Marketing is about persuasion. As such, it can drive overconsumption, with people buying things they neither need nor really want. As a result, it can be seen as pretty anti-sustainability. But done with integrity, marketing can actually educate and encourage sustainable behaviour.

Takeaways 5.2

In a nutshell

  • Look at your marketing and consider how to best incorporate your sustainability efforts.

  • Stay humble and don’t be tempted to get carried away with overclaim.

transform quote

He who is without carbon sin, cast the first lump of coal.
Michael Mann, How to Save Our Planet

Stay humble

Companies that shout too loudly about their eco credentials attract the sceptics. Even if they are not actually greenwashing, people may go digging for dirt and find enough to put them off purchasing. 

Be transparent and come clean

Sustainability is not about perfection. But it does involve acknowledging your imperfections or mistakes and addressing them. 

It is much better to keep it real and involve your audience in the journey. Market with complete transparency. People will respect you and engage at a deeper level.

Every action has a reaction, and as you go along there is a high chance that you will make some mistakes. That is fine. The knack is to come clean and not try to hide them. You need to:

  • Acknowledge misjudgments as soon as possible.
  • State exactly what happened.
  • Explain why it was tricky.
  • Outline what you have learnt.
  • Clarify what you are doing about it.

Finding the right balance

In many traditional forms of internal and external communication the focus is on bigging up the company, using evocative and promotional language.

By contrast, communicating sustainability with integrity requires a delicate balance between the heart and head – emotion and science. But the factual always needs to win out over the fanciful.

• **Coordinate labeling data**
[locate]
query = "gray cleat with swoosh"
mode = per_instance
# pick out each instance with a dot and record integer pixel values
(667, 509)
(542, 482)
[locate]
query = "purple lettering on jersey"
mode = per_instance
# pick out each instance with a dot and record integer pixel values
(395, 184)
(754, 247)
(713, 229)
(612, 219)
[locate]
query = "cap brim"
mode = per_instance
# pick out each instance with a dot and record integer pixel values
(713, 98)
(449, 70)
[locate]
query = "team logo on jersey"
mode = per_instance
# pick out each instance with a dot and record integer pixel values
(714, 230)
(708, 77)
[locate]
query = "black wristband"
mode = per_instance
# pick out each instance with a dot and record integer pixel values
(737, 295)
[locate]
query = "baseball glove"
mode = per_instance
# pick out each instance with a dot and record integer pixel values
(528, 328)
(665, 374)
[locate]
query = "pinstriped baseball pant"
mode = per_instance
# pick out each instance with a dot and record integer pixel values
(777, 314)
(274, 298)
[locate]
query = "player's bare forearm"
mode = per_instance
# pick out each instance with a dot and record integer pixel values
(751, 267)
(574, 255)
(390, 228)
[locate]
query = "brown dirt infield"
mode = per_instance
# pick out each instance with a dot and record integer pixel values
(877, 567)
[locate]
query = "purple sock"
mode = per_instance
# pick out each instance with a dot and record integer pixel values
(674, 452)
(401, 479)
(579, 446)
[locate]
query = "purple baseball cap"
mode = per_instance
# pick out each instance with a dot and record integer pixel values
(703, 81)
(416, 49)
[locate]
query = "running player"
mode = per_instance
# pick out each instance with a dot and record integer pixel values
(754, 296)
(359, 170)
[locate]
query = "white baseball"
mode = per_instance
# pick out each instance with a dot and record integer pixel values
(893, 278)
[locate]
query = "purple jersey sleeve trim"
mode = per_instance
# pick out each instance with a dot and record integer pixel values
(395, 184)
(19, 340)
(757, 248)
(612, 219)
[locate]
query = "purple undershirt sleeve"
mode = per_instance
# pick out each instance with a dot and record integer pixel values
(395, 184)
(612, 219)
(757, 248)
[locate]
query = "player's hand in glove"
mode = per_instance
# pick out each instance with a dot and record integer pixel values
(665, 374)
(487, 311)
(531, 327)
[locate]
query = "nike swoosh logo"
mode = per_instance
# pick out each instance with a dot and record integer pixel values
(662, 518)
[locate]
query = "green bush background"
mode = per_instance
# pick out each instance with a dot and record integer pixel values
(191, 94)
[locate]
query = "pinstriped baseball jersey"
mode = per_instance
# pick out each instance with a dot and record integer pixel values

• **GOAL 1**
According to the text on sustainable marketing, what always needs to win out over the fanciful?
• **GOAL 2**
List every step the text on sustainable marketing gives for coming clean about mistakes.

• **CORRECT ANSWER 1**
The factual.

• **CORRECT ANSWER 2**
- Acknowledge misjudgments as soon as possible.
- State exactly what happened.
- Explain why it was tricky.
- Outline what you have learnt.
- Clarify what you are doing about it.